___ INFORMATION GIVEN

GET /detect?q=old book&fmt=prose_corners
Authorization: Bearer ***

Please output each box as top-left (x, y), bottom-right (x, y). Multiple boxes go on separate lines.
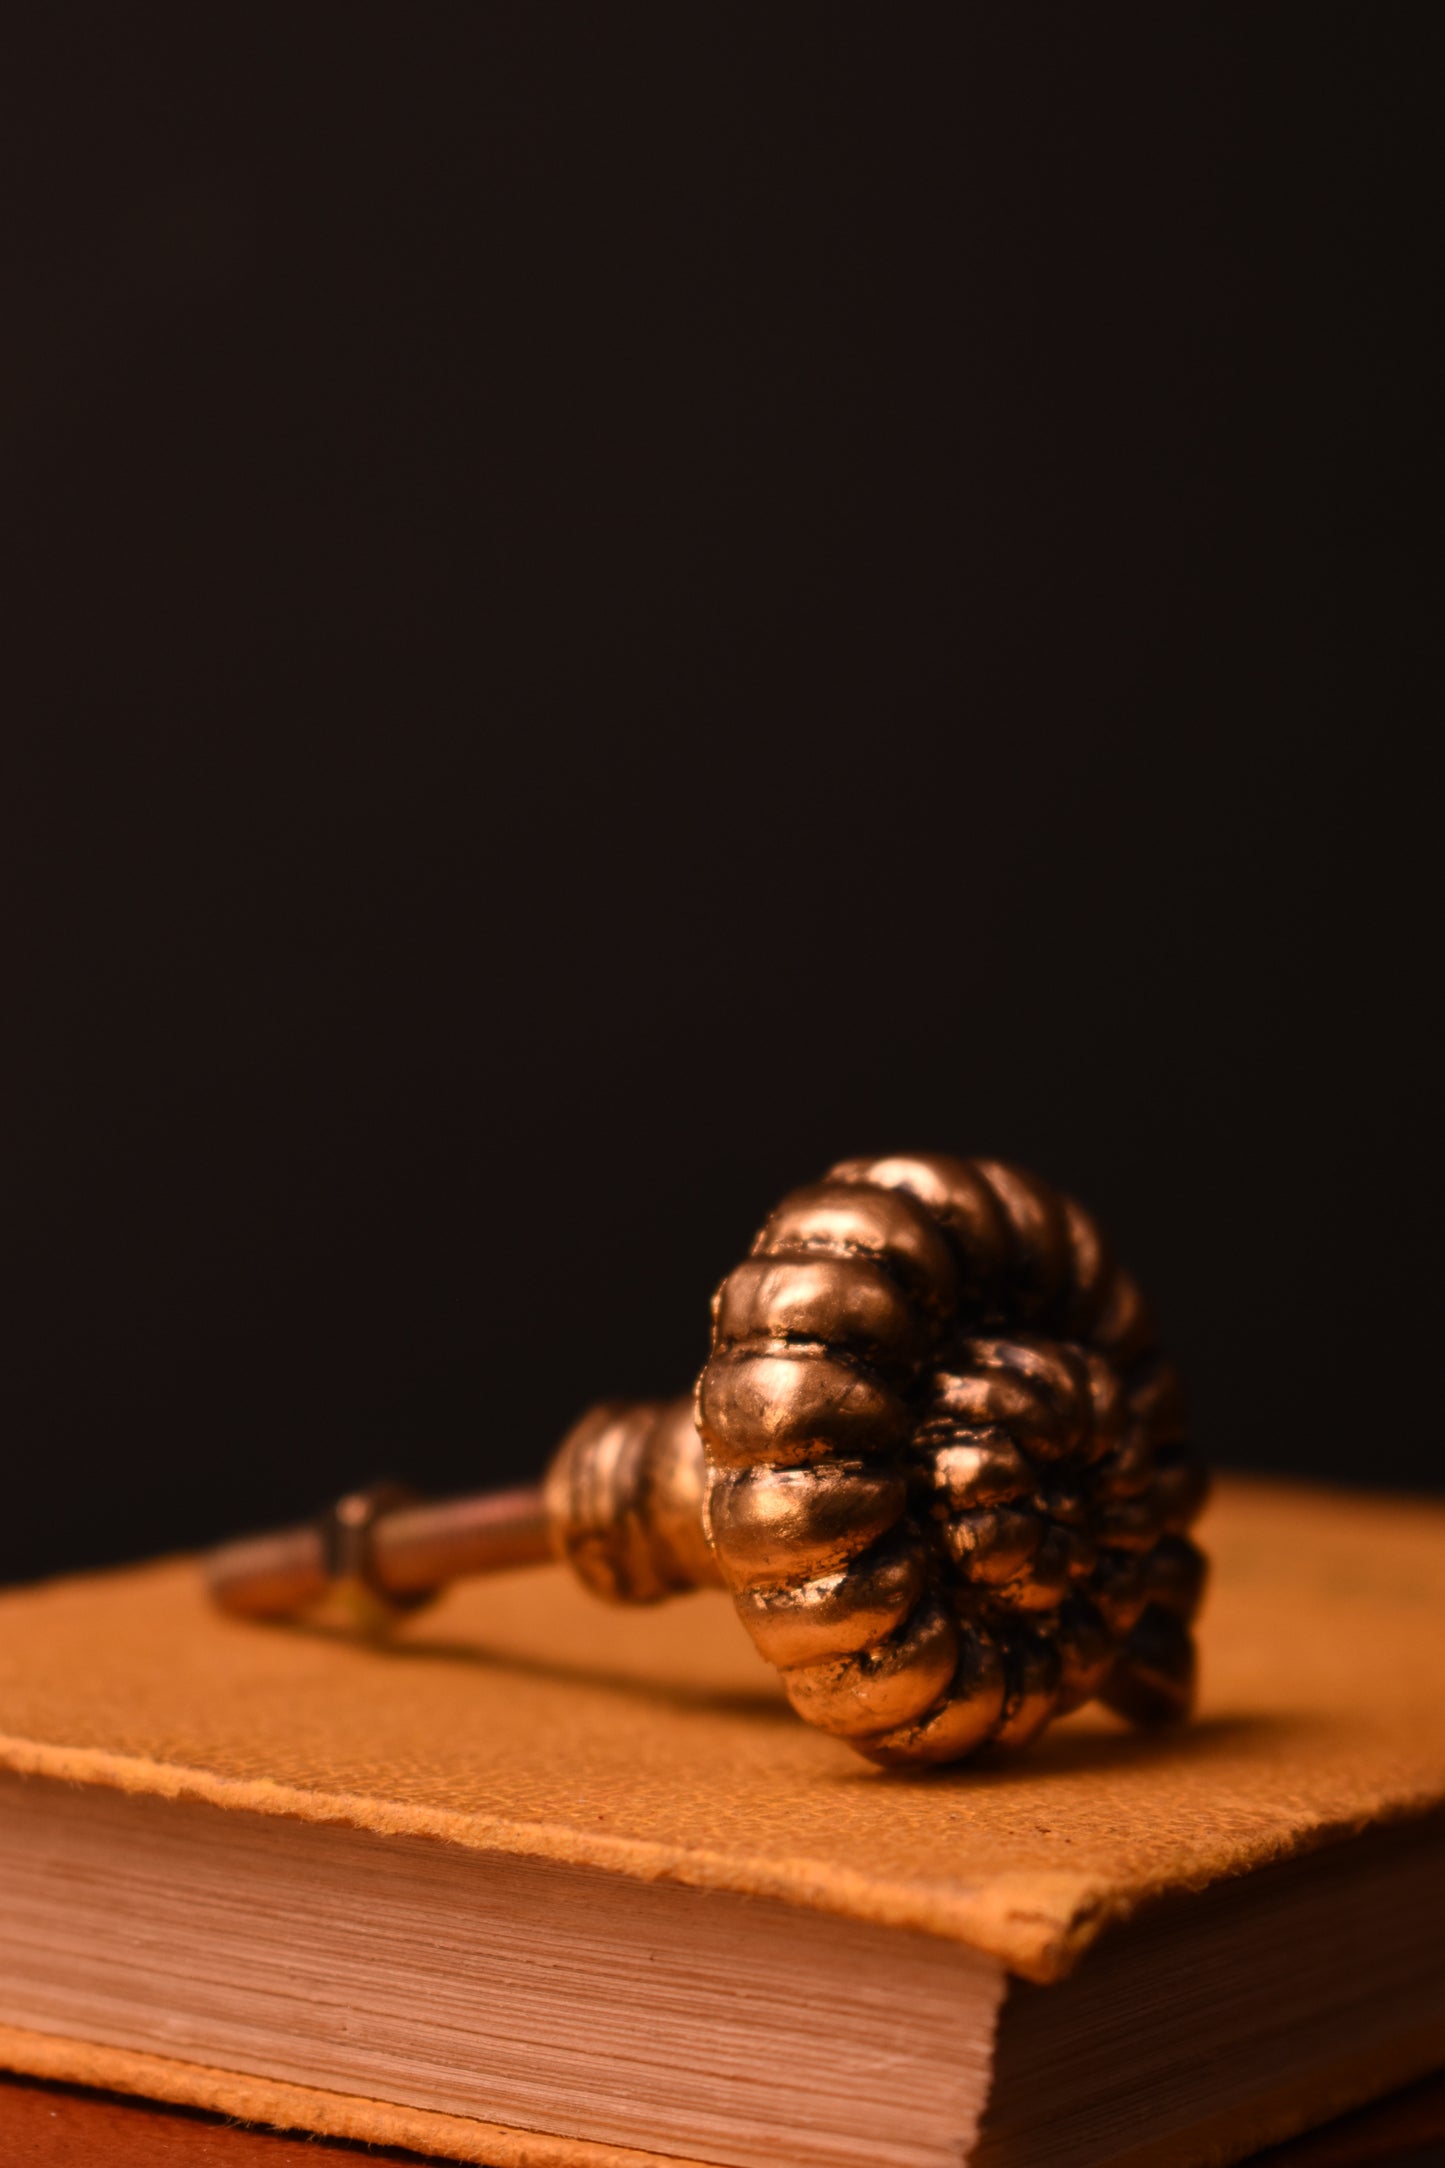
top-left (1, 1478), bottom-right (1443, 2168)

______
___ INFORMATION GIVEN

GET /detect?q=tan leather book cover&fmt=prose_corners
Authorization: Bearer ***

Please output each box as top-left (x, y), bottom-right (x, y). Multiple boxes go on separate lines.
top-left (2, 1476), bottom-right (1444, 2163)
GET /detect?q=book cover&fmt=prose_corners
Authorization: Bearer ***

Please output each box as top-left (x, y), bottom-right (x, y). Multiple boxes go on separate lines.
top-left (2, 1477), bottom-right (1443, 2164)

______
___ INFORMATION GIVEN

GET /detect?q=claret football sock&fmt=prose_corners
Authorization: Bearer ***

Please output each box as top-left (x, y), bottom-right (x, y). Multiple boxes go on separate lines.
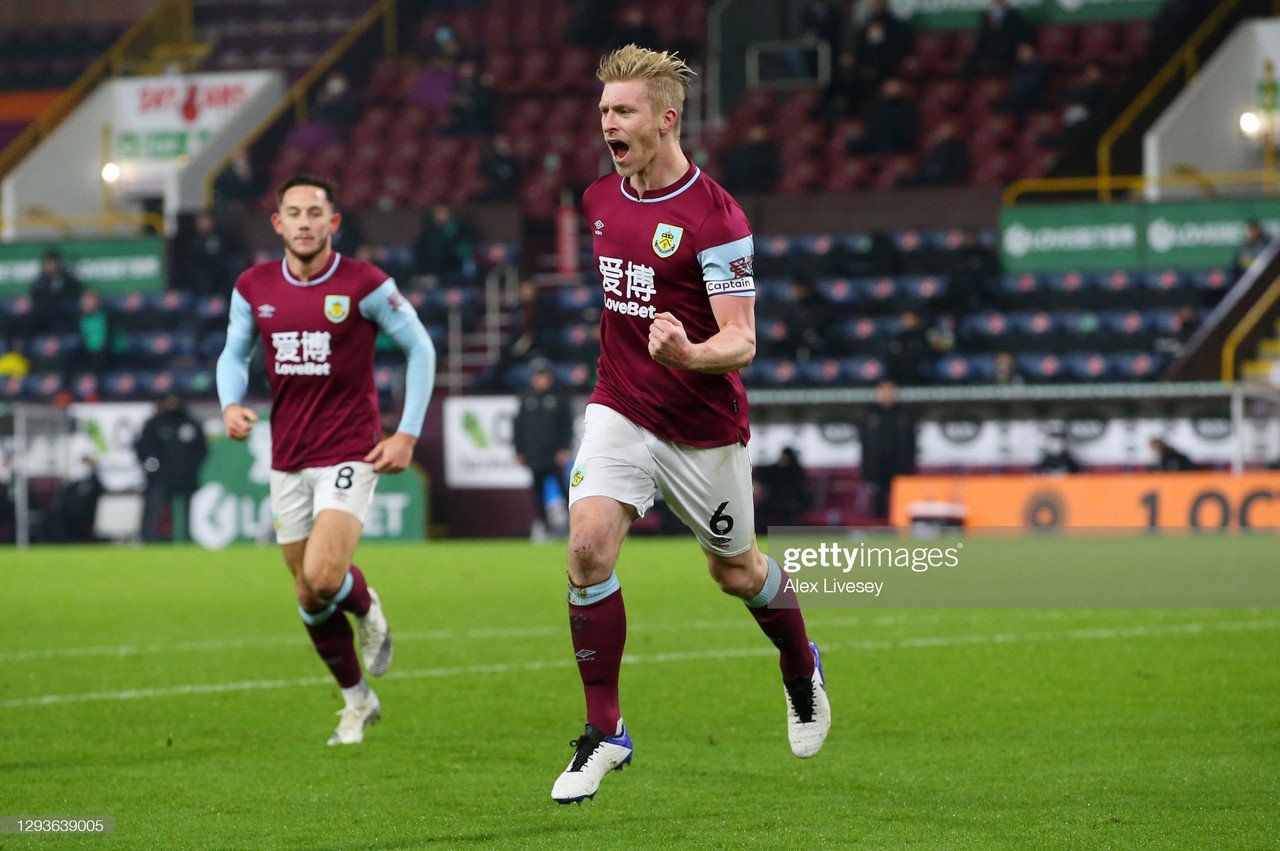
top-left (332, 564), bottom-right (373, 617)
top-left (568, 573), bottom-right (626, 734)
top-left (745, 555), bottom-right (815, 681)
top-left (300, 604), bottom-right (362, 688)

______

### THE PROBLEM
Only lines with the word "detect" count here; copy every one from the records.

### RESPONSE
GET /detect?q=old book&fmt=prose_corners
GET /detect?q=tan leather book cover&fmt=prose_corners
GET /detect?q=book cover&fmt=prose_corners
GET /detect?q=claret football sock&fmt=prose_corners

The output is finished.